◆ **EXERCISE DETAILS**: Report every line of the lines below that contains the string "doorway".

◆ **INPUT RECORDS**:
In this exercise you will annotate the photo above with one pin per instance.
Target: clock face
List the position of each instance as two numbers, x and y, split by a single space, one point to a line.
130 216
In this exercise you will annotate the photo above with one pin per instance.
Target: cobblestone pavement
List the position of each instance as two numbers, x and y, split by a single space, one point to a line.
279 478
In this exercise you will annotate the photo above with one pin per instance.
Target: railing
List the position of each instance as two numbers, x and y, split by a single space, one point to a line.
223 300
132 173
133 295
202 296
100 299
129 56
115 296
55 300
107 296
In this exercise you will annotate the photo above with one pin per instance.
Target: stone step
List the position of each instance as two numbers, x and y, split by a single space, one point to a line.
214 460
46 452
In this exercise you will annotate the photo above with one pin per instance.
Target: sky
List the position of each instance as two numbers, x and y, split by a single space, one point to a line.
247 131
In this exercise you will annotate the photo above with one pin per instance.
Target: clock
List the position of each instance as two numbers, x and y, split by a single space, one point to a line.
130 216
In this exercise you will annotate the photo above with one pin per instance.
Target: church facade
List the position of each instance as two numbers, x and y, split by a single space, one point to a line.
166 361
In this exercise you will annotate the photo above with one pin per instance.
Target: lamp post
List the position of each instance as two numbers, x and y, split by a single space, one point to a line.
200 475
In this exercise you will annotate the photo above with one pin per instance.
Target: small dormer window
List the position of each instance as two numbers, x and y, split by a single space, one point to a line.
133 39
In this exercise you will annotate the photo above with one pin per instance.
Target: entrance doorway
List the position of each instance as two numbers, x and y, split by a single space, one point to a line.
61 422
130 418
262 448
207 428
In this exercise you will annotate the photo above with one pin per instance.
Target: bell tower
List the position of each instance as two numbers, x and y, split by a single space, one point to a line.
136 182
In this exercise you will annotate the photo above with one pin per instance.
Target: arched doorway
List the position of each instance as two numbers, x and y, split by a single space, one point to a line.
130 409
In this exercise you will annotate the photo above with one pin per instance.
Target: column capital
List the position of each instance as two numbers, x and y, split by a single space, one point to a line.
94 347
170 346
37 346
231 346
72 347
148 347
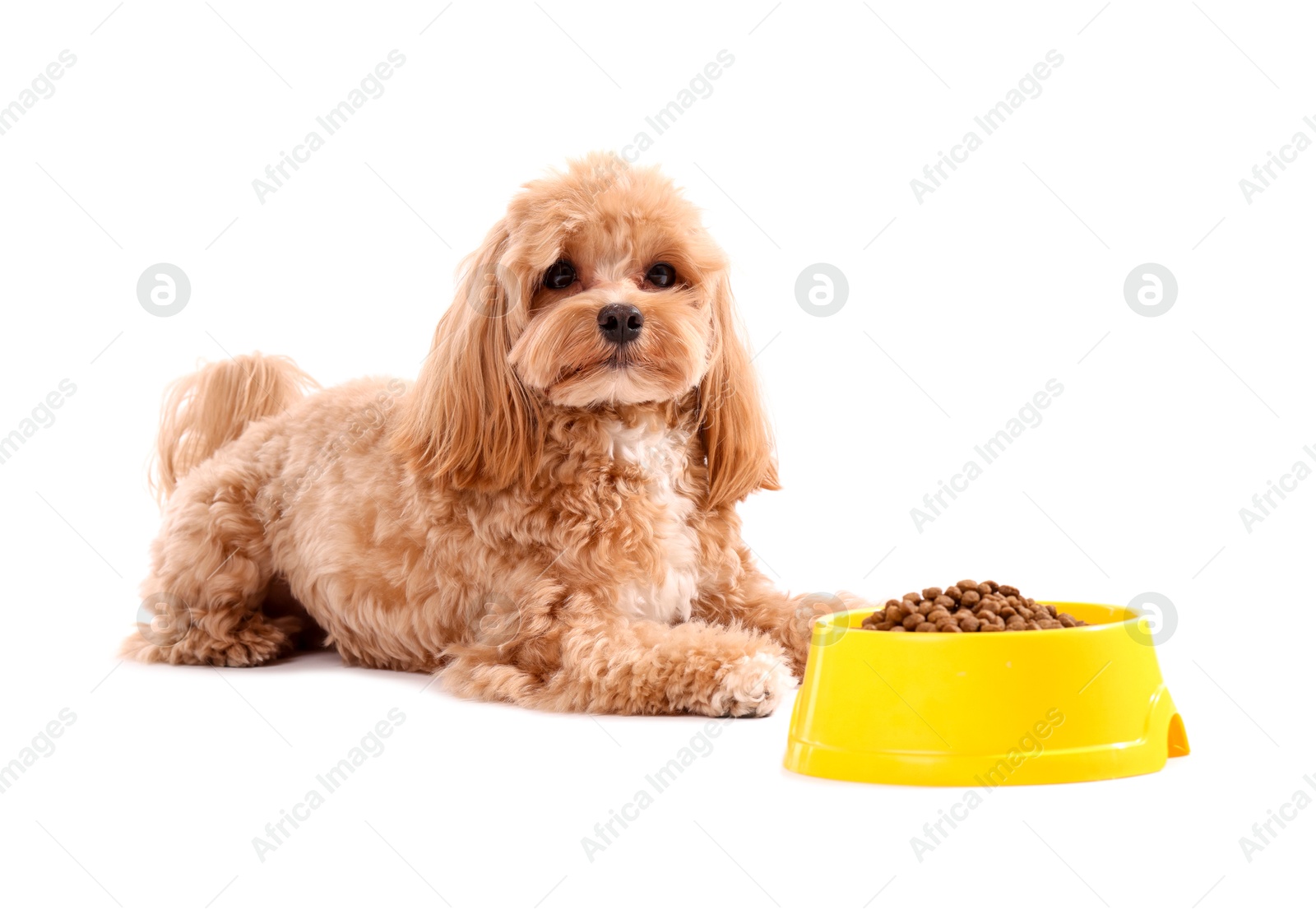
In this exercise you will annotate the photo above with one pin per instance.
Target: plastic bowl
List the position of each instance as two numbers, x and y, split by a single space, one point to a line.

◆ **THE OUTPUT**:
Target: entrance doorway
Target: arched doorway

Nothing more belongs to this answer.